- Police Beat
- The Forecaster
Uneasy about your job security? Nothing will make that worry be gone quicker than a toke of worry-b-gone. Because the most secure profession in Maine is marijuana dealer.
Of course, selling pot for recreational purposes is still illegal in this state. But stoners who retail weed for a living aren’t concerned. The chances of getting busted are minimal. The cops have more important things to do than chase small-scale transactions in the golf club parking lot with corporate executives who like a little sticky-icky after their game.
But won’t the impending arrival of legal “adult-use” marijuana (a euphemism that makes rolling a joint sound like playing with a sex toy) have a negative impact on the black market? If you think so, you must be high. Under the regulations being tweaked by Augusta bureaucrats, pot shops will be subject to so much red tape that the price they’ll be forced to charge will be significantly greater than under the current shadowy system.
Need proof? Consider the medical marijuana marketplace. For the first four years after legalization, pot sales from licensed dispensaries to people with qualifying health issues surged, growing from $7.8 million in 2013 to $26.6 million in 2016. Since then, even though the Legislature expanded the list of qualifying conditions for which the kind herb was considered beneficial, there’s been steady erosion.

→ **DATASET RECORDS**
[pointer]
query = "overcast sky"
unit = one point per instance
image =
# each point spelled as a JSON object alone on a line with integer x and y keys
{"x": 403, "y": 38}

→ **HOW TO COMPLETE THIS TASK**
For each statement below, say whether it agrees with the text about marijuana sales in Maine, answering yes or no and quoting the deciding words of the text. 1. Selling marijuana for recreational purposes is currently legal in Maine. 2. Sales from licensed medical marijuana dispensaries rose from $7.8 million in 2013 to $26.6 million in 2016. 3. The Legislature narrowed the list of qualifying conditions for medical marijuana.

→ **SOLUTION TO THIS TASK**
1. No: "selling pot for recreational purposes is still illegal in this state."
2. Yes: "growing from $7.8 million in 2013 to $26.6 million in 2016."
3. No: "the Legislature expanded the list of qualifying conditions"